*PROBLEMA BREVE 1*
Reúna todas as linhas que contêm a palavra "sunlight", levando em conta a diferença entre maiúsculas e minúsculas.

*TRECHO SELECIONADO*
- - - - - - -
DURKHEIM, Émile. Lições
de sociologia. Martins Fontes. São Paulo. 2002.
FRAZER, James George. The
golden bough: the magic art (2/13 vol.). Macmillan. 1990 [1913].
MAUSS, Marcel. Sociologia
e Antropologia. Cosac & Naify. São Paulo. 2003 [1950].
6- Esta não é uma discussão muito presente no debate antropológico, sobre o
acontecimento. O que acontece é algo que, por razões muito importantes e
precisas, se retirou imediatamente do horizonte teórico para que cedesse espeço
para as variações temáticas das representações coletivas que tem como
fundamento básico o projeto de sociologia política de Durkheim. Afinal, o que é
uma representação coletiva senão a semiótica das corporações que ele tão bem
defendeu em A divisão do trabalho social
e nos cursos que oferecia na Sorbonne a partir de 1890? E o que são as
corporações senão mediadores da mediação entre a população civil e o Estado? E
o que é isto senão um léxico jurídico que se interpõe ao acontecimento da vida
diária? O reflexo disto, e do elogio da laicidade francesa, se encontra no exercício da
sociologia que se concentra no esforço radical e proclamado de isolar a mística do
Estado, fazendo da República o reino deste mundo. É assim que a sua defesa do
individualismo como forma indiscutivelmente melhor de organização da sociedade
de massas culmina numa elaboração particular em que é difícil discernir sua
sociologia de um projeto de Estado e de planificação da vida coletiva:
“A verdade é que o Estado não é por
si mesmo um antagonista do indivíduo. O individualismo só é possível por meio
dele, embora ele só possa servir à sua realização em condições determinadas.
Pode-se dizer que é ele que constitui a função essencial. Foi ele que subtraiu
a criança à dependência patriarcal, à tirania doméstica, foi ele que livrou o
cidadão dos grupos feudais, mais tarde comunais, foi ele que livrou o operário e o patrão da
tirania corporativa, e, se ele exerce sua atividade com muita violência, ela só
é viciada, em suma, porque se limita a ser puramente destrutiva. Eis o que
justifica a extensão cada vez maior de suas atribuições. Essa concepção do
Estado é, portanto, individualista, sem todavia confinar o Estado à
administração de uma justiça totalmente negativa; reconhece-lhe o direito e o
dever de desempenhar um papel dos mais extensos em todas as esferas da vida
coletiva, sem ser místico.” (Durkheim, 2002:89)
- - - - - - -
*LINHAS PARA PROCESSAR*
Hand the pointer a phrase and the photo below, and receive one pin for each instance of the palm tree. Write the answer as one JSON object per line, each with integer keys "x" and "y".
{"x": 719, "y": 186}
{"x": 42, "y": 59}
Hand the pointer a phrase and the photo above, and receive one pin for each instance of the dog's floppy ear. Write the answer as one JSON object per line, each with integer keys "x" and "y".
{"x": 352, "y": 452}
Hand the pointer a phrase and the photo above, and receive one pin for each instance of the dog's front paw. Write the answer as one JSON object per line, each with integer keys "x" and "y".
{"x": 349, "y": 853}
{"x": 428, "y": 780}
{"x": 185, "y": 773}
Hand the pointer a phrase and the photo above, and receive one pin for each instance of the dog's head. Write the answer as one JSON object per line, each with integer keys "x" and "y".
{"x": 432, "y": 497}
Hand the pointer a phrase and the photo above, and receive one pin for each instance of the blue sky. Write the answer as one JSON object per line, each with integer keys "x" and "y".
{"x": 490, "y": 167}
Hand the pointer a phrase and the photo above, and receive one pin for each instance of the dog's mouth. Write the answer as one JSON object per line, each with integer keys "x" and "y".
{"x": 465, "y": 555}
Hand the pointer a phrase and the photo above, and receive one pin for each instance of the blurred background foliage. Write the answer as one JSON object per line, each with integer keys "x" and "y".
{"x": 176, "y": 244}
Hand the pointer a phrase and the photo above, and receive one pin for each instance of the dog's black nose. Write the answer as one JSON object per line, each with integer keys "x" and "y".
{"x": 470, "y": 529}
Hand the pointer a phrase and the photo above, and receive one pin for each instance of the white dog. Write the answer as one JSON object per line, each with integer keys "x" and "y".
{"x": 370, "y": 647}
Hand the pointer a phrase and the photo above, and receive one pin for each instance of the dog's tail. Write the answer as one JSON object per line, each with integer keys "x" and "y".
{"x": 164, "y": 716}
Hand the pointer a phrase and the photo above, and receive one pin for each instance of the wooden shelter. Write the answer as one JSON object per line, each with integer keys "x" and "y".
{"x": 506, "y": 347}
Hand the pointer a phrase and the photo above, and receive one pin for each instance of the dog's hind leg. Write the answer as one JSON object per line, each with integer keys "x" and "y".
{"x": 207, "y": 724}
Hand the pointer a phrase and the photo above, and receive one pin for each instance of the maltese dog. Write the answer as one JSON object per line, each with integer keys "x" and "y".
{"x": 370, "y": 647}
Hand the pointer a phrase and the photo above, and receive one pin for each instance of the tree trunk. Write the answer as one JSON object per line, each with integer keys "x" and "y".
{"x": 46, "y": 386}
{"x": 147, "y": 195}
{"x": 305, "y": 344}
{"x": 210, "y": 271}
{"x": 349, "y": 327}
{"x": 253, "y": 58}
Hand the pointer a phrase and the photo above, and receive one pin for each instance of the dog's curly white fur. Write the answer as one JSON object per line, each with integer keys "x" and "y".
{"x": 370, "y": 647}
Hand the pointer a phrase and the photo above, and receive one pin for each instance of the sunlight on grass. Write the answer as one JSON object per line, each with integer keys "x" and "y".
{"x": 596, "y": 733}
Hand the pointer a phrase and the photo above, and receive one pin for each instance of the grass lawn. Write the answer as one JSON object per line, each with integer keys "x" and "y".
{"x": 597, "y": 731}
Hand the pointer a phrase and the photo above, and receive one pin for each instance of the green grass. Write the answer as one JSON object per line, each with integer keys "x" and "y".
- - - - - - -
*PROBLEMA BREVE 2*
Na citação de Durkheim que aparece no trecho selecionado, de que o Estado livrou o operário e o patrão?

*RESPOSTA FINAL 1*
Hand the pointer a phrase and the photo above, and receive one pin for each instance of the sunlight on grass. Write the answer as one JSON object per line, each with integer keys "x" and "y".

*RESPOSTA FINAL 2*
Da tirania corporativa.